## Data to process
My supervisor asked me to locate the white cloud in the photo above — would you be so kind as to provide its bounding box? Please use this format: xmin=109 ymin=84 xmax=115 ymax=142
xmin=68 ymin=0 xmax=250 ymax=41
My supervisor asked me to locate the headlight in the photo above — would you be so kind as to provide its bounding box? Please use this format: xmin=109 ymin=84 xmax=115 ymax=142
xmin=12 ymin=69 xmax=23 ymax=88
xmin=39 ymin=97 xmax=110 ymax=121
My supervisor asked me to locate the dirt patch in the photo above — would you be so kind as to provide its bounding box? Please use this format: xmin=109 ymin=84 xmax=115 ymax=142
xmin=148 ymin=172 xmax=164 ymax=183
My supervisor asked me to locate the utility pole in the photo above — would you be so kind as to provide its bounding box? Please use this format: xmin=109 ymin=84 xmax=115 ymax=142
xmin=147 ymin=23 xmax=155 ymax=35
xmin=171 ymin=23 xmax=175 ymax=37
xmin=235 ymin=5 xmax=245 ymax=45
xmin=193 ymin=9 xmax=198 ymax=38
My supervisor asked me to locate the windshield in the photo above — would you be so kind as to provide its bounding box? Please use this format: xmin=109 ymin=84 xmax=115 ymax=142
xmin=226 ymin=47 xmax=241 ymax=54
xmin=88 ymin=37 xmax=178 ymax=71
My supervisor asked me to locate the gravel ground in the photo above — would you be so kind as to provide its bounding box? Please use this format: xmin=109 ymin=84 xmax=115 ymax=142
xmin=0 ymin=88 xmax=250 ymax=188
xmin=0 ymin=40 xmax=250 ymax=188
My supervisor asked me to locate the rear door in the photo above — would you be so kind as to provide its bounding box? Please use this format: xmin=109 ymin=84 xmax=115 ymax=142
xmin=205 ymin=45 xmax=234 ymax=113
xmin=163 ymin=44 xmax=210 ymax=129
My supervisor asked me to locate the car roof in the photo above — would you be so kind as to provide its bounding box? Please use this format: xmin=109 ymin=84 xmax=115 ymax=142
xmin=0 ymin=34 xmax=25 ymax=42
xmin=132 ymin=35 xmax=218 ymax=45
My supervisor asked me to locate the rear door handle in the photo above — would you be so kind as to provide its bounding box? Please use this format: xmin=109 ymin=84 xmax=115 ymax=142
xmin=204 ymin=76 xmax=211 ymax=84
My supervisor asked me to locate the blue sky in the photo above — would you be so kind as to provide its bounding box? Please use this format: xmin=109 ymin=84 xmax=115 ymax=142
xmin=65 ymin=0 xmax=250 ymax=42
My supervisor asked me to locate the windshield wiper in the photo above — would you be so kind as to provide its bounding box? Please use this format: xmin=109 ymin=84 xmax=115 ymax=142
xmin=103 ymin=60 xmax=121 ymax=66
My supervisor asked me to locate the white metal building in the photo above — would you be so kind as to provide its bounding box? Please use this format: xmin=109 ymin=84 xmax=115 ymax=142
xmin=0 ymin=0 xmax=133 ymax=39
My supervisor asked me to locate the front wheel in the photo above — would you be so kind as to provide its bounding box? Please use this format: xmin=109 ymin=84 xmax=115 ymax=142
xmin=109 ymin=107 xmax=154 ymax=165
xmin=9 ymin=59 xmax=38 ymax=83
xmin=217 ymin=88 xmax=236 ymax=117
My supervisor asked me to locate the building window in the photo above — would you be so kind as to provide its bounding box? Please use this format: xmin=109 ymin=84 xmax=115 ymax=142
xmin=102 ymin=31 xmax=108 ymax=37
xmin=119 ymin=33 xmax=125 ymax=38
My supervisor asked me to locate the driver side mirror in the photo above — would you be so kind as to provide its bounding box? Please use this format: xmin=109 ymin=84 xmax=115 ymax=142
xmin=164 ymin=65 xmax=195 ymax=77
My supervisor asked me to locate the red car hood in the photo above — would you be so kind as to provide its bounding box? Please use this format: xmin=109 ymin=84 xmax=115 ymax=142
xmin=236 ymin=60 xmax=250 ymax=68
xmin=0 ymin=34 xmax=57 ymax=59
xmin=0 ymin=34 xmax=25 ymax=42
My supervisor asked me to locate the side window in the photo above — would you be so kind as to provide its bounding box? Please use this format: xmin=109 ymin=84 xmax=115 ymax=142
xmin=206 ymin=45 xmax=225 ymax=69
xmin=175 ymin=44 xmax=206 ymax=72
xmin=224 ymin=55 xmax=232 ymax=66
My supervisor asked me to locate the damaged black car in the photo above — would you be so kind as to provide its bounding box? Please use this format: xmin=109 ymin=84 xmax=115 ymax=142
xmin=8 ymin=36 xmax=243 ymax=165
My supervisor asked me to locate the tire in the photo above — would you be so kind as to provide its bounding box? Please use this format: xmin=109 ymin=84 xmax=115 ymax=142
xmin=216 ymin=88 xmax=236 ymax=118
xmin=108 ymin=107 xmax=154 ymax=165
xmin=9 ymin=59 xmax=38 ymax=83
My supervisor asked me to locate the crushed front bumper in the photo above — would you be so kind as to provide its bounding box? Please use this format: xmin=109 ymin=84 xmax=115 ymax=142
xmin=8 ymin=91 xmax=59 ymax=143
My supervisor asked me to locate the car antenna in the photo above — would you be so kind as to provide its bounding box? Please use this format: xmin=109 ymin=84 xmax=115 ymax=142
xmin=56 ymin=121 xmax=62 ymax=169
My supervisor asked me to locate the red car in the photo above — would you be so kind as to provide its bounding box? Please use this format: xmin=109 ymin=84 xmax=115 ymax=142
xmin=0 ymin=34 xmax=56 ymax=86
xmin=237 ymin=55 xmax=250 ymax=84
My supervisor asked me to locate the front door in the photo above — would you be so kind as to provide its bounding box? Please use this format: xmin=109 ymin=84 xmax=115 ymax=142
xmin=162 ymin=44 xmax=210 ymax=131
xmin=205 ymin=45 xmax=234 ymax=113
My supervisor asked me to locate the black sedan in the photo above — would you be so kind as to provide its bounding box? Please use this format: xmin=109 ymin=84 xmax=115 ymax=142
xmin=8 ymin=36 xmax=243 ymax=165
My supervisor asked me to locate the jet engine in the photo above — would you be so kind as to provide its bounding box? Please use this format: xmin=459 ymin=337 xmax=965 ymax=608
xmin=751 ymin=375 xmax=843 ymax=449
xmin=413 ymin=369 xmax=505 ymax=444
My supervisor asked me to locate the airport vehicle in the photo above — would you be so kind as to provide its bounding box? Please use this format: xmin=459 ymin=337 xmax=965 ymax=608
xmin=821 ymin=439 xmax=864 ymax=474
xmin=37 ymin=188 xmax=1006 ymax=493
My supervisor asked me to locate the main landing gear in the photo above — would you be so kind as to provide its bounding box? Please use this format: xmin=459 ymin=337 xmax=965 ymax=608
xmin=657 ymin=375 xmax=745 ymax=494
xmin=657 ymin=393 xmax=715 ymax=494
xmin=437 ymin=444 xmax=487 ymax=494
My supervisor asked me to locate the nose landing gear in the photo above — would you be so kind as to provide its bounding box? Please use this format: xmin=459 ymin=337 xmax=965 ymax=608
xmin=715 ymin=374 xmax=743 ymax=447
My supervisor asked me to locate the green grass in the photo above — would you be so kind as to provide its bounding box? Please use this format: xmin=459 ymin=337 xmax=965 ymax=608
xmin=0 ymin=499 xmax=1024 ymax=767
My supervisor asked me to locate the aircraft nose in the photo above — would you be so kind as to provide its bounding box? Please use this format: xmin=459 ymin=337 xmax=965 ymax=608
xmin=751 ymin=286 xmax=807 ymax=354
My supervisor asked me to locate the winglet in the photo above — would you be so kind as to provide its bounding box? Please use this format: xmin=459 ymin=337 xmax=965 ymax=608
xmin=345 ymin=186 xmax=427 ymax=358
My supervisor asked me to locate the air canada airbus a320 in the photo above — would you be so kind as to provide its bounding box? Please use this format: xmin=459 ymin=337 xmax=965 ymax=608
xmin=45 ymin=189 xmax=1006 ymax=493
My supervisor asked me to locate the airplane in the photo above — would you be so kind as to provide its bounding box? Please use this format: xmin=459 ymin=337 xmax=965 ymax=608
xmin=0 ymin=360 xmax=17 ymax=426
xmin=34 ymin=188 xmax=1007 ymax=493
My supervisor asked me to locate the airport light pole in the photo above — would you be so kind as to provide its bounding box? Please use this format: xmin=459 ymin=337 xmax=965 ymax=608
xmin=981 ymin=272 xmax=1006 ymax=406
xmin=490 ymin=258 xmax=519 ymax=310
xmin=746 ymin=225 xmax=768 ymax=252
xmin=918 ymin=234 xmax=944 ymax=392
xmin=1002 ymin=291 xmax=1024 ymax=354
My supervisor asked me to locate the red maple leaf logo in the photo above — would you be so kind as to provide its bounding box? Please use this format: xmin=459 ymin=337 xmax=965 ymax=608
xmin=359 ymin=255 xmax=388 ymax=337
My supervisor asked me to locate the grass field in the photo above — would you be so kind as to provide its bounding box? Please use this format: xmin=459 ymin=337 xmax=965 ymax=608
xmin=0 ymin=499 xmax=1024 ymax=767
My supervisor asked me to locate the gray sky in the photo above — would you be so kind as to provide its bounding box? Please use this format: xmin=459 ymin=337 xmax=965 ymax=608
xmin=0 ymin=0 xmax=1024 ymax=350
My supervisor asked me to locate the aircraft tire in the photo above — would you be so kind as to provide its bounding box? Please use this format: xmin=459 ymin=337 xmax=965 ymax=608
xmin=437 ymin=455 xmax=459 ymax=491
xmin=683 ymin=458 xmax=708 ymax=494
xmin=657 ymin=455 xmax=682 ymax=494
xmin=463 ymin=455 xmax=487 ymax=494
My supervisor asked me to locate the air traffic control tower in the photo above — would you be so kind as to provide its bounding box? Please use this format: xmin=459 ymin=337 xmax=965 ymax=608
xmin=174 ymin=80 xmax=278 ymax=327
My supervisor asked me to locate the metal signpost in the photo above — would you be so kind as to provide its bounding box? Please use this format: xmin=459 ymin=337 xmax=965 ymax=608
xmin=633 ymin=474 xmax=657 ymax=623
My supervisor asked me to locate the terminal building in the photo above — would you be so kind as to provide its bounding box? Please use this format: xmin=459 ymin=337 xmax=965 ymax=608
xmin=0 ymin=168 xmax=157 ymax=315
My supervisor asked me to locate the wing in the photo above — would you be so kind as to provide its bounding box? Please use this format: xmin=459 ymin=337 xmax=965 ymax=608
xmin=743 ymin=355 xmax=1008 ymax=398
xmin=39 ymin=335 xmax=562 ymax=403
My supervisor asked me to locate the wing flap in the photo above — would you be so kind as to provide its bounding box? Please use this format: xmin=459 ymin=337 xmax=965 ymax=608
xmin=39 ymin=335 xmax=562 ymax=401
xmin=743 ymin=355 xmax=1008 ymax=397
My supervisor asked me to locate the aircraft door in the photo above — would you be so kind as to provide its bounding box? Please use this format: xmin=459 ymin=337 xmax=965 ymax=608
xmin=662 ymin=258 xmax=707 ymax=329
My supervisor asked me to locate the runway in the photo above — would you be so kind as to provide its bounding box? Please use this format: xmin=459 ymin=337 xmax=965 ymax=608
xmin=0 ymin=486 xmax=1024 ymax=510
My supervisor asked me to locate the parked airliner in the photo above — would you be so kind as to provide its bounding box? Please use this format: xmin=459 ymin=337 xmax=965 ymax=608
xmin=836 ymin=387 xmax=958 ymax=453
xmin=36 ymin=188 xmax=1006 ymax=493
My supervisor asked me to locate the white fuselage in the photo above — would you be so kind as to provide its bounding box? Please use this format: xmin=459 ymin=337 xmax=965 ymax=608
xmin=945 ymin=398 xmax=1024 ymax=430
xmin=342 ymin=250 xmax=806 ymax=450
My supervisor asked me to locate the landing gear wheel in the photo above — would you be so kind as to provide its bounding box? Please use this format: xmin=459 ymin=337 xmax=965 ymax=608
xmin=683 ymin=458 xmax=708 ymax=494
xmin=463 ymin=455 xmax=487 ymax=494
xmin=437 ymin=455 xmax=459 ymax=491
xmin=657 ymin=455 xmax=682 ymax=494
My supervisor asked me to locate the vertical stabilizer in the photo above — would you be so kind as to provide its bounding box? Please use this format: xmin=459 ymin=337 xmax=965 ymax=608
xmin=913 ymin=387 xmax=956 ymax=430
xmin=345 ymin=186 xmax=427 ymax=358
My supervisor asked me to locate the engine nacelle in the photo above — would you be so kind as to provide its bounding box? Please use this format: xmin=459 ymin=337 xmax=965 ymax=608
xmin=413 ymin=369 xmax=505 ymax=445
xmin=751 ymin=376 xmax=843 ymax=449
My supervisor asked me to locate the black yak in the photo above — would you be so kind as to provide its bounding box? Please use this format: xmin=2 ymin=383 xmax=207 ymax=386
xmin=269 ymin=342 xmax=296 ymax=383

## Task goal
Copy out the stretch of lines from the one containing "My supervisor asked me to locate the utility" through the one containing "xmin=204 ymin=76 xmax=211 ymax=84", both included, word for word.

## Worked solution
My supervisor asked me to locate the utility pole in the photo above — would you be so kind as to provide its bounding box? Please use this format: xmin=109 ymin=84 xmax=115 ymax=142
xmin=147 ymin=23 xmax=155 ymax=35
xmin=171 ymin=23 xmax=175 ymax=37
xmin=235 ymin=5 xmax=245 ymax=45
xmin=193 ymin=9 xmax=198 ymax=38
My supervisor asked me to locate the windshield in the photo above — would you be so kind as to provide its bounding box? Please use this format: xmin=109 ymin=84 xmax=115 ymax=142
xmin=226 ymin=47 xmax=241 ymax=54
xmin=88 ymin=37 xmax=178 ymax=71
My supervisor asked me to locate the gravel ground in the photo above — would you be so kind as to provide its bounding box? Please use this format: xmin=109 ymin=84 xmax=115 ymax=142
xmin=0 ymin=88 xmax=250 ymax=188
xmin=0 ymin=40 xmax=250 ymax=188
My supervisor asked me to locate the rear door in the photo above — would you be so kind as to provide its bounding box? Please use this format: xmin=109 ymin=84 xmax=115 ymax=142
xmin=205 ymin=45 xmax=234 ymax=113
xmin=163 ymin=44 xmax=210 ymax=129
My supervisor asked me to locate the car roof in the photo above — would you be so kind as to provide its bounding box? Please use this format: xmin=109 ymin=84 xmax=115 ymax=142
xmin=0 ymin=34 xmax=25 ymax=42
xmin=132 ymin=35 xmax=218 ymax=45
My supervisor asked me to locate the rear door handle in the photo above — would you be so kind as to provide its bounding box? Please use this format: xmin=109 ymin=84 xmax=115 ymax=142
xmin=204 ymin=76 xmax=211 ymax=84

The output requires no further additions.